### OBJECTIVE
Find each line in the data below that contains the string "Target" and copy those lines in full.

### Labeling entries for object positions
============

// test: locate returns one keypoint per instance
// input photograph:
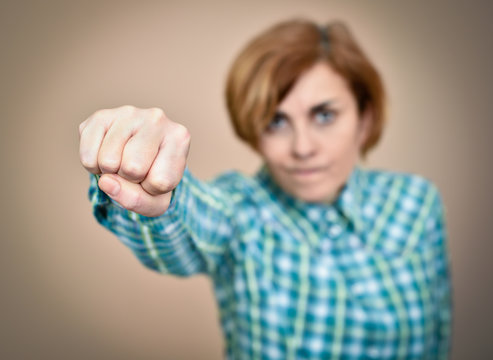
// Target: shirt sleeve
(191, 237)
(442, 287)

============

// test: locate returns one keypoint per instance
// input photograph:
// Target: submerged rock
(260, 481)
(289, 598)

============

### EXERCISE SOLUTION
// Target: shirt sleeve
// Target: submerged rock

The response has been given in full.